Please reproduce every one of the records below word for word, leaving the pictures out of your answer.

[Stored data entries]
_ _ _ _ _ _ _
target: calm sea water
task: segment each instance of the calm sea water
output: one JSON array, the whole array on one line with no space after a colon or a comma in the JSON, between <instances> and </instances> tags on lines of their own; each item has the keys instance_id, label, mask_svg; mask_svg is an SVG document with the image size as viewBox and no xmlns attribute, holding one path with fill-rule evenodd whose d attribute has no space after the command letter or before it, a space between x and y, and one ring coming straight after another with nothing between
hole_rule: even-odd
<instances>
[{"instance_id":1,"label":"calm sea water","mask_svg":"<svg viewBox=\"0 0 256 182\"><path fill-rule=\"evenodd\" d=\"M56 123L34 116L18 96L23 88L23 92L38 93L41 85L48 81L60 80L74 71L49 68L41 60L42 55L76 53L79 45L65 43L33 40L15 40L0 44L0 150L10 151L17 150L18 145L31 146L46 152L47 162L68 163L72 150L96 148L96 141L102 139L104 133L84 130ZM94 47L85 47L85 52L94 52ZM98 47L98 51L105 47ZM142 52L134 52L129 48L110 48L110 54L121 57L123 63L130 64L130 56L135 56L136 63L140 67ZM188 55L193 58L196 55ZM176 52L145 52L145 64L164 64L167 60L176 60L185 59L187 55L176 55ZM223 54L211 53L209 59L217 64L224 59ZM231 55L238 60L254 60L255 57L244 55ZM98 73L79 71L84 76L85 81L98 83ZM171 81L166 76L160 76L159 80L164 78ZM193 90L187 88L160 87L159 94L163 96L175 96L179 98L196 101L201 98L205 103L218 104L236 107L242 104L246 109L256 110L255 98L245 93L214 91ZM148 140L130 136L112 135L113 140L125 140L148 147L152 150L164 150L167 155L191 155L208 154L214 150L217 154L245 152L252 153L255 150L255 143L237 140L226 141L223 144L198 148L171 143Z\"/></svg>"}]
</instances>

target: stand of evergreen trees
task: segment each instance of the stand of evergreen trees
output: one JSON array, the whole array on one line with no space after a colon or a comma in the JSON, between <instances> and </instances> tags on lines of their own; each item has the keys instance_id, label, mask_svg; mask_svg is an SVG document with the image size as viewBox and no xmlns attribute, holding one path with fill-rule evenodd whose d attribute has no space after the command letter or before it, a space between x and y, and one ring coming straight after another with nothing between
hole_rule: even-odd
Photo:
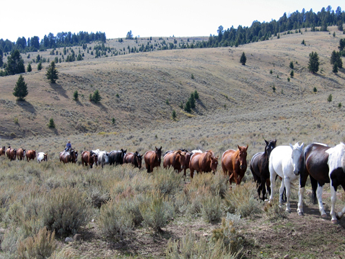
<instances>
[{"instance_id":1,"label":"stand of evergreen trees","mask_svg":"<svg viewBox=\"0 0 345 259\"><path fill-rule=\"evenodd\" d=\"M24 37L19 37L15 43L8 39L0 39L0 50L5 53L12 52L13 50L19 50L21 52L34 52L39 50L46 50L48 48L81 46L97 41L106 42L106 33L80 32L72 34L70 32L62 32L55 36L50 32L48 36L44 35L41 41L37 36L29 37L28 39Z\"/></svg>"}]
</instances>

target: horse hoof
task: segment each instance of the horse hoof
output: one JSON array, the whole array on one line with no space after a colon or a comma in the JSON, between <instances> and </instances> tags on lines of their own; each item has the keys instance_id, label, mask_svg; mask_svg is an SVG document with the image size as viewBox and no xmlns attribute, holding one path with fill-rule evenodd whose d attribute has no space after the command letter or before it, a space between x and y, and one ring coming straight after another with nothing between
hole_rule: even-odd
_ _ _ _ _ _ _
#### Task answer
target: calm sea water
task: segment each instance of the calm sea water
output: one JSON array, the whole array on one line with no space after a colon or a comma in the JSON, between <instances> and </instances> tags on lines of their own; each item has the keys instance_id, label, mask_svg; mask_svg is an SVG document with the image size as viewBox and no xmlns attribute, holding one path with fill-rule evenodd whose d attribute has no space after the command letter or before it, a space between x and y, and one ring coming straight after another with nothing between
hole_rule: even-odd
<instances>
[{"instance_id":1,"label":"calm sea water","mask_svg":"<svg viewBox=\"0 0 256 182\"><path fill-rule=\"evenodd\" d=\"M56 123L34 116L18 96L23 88L23 92L38 93L41 85L48 81L60 80L74 71L49 68L41 60L42 55L76 53L79 45L65 43L33 40L15 40L0 44L0 150L10 151L17 150L18 145L31 146L46 152L47 162L68 163L72 150L96 148L96 141L102 139L104 133L84 130ZM94 47L85 47L85 52L94 52ZM98 47L98 51L105 47ZM142 52L134 52L129 48L110 48L110 54L121 57L123 63L130 64L130 56L135 56L136 63L140 67ZM188 55L193 58L196 55ZM176 52L145 52L145 64L164 64L167 60L176 60L185 59L187 55L176 55ZM223 54L211 53L209 59L217 64L224 59ZM231 55L238 60L254 60L255 57L244 55ZM98 73L79 71L84 76L85 81L98 83ZM171 81L166 76L160 76L159 80L164 78ZM193 90L187 88L160 87L159 94L163 96L175 96L179 98L196 101L201 98L205 103L218 104L236 107L242 104L246 109L256 110L255 98L245 93L214 91ZM148 140L130 136L112 135L113 140L125 140L148 147L152 150L164 150L167 155L191 155L208 154L214 150L217 154L245 152L252 153L255 150L255 143L237 140L226 141L223 144L198 148L171 143Z\"/></svg>"}]
</instances>

target: stand of evergreen trees
task: segment each instance of the stand of evergreen trees
output: one JSON array, the whole array on one line with no space after a colon or a comma in the JSON, between <instances> and </instances> tags on lines of their own; each item has the keys instance_id, label, mask_svg; mask_svg is an SVG document with the image size as viewBox and no xmlns attribute, holding one path with fill-rule evenodd whose d attribute has no space after the command letter or before it, a space between x and y, and one ring coming straight after another with nothing between
hole_rule: even-odd
Photo:
<instances>
[{"instance_id":1,"label":"stand of evergreen trees","mask_svg":"<svg viewBox=\"0 0 345 259\"><path fill-rule=\"evenodd\" d=\"M24 37L19 37L15 43L8 39L0 39L0 50L5 53L12 52L13 50L19 50L21 52L34 52L39 50L46 50L48 48L81 46L97 41L106 42L106 33L80 32L72 34L70 32L62 32L55 36L50 32L48 36L44 35L41 41L37 36L29 37L28 39Z\"/></svg>"}]
</instances>

target: horse hoof
task: segment each instance of the horse hoof
output: one JSON array, the whole array on one line with no space after a colon or a comma in the JSON, between <instances> and </instances> tags on lines of their own; each item has the keys instance_id, label, mask_svg; mask_svg is an SVG document with the image size as viewBox and no xmlns attribute, holding one path with fill-rule evenodd whose d attribute has no space after the command letter or before it, a space between x and y, and one ring coming straight after another with nothing between
hole_rule: even-odd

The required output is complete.